+++ Kutipan teks
Setelah demokrasi liberal tutup usia, digantikan masa demokrasi terpimpin (1959-1966),
pers mahasiswa memang tiarap (tutup). Mulai ada lagi ketika orde lama ditumbangkan
orde baru. Koran-koran mahasiswa mulai 1966 itupun mampu berebut pasar umum,
menyaingi pers “mapan”. Tetapi, era keemasan itu tak berlangsung lama. “Orde
baru merasa perlu memapakan kekuasannya, menggilas pers mulai mengontrol
pemerintahan. Satu persatu terbitan-terbitan mahasiswa tutup,” kata Ade.
Sejarah pers mahasiswa memang tak terpisah dari hiruk-pikuk kondisi sosial
politik, wajar jika pemahaman ini yang mapan di benak para pengelolanya.
Jurnalisme amat baik untuk mengontrol kekuasaan agar tak sewenang-wenang dengan
kebijakannya. Dan mahasiswa layak mengambil peran di sana. Namun, tak semua
mahasiswa berurusan dengan politik. Sehingga tak adil bila pengelola pers
mahasiswa memukul rata semua pembacanya sebagai pembaca politik.
Bagaimanapun, pers mahasiswa punya peran yang tidak ringan, peran pemasok
informasi, itupun masih ditambah sebagai motivator, peran sosialisasi, sosial
kontrol, peran sebagai wahana debat dan diskusi, edukasi (pendidikan).
Terakhir, tentang cara menyiasati untuk mendapat dana besar dari lembaga
yang perhatian pada penerbitan mahasiswa. Seperti institut arus informasi atau
LSM lainnya. “Tapi, kelanggengan semua media massa di tentukan dari kontribusi
pembacanya,” ungkap Ade Wahyudi.
Jum’at (28/06) pelatihan berakhir. Para peserta bersiap untuk pulang ke
daerahnya masing-masing. Sayapun langsung menghubungi tempat penjual tiket kapal.
++++++
+++ Bahan yang disediakan
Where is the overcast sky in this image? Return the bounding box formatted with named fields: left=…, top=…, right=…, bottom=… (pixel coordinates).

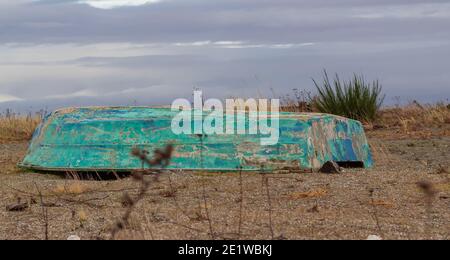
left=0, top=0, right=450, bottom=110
++++++
+++ Bahan yang disediakan
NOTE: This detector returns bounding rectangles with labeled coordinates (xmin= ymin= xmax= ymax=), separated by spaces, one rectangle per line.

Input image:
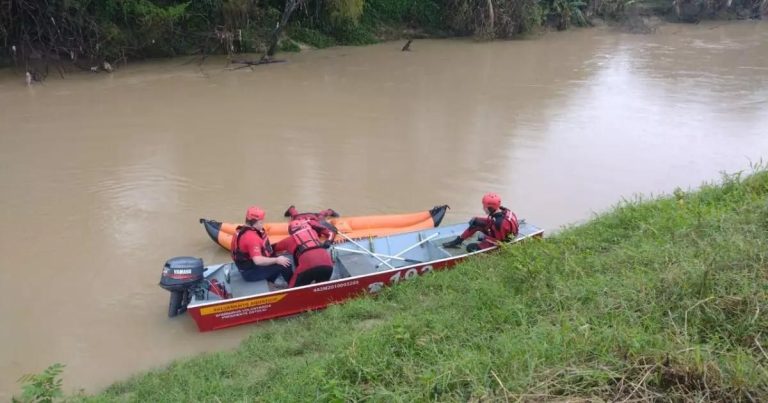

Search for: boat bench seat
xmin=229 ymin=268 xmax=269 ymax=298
++++++
→ Latihan singkat 1
Menurut kutipan tentang pers mahasiswa, pada tahun berapa sampai tahun berapa masa demokrasi terpimpin berlangsung?
→ Latihan singkat 2
Ketik ulang bagian kutipan tentang pers mahasiswa mulai dari "Terakhir, tentang cara" hingga dan termasuk "ungkap Ade Wahyudi.".

→ Jawaban benar 1
Masa demokrasi terpimpin berlangsung pada 1959-1966.

→ Jawaban benar 2
Terakhir, tentang cara menyiasati untuk mendapat dana besar dari lembaga
yang perhatian pada penerbitan mahasiswa. Seperti institut arus informasi atau
LSM lainnya. “Tapi, kelanggengan semua media massa di tentukan dari kontribusi
pembacanya,” ungkap Ade Wahyudi.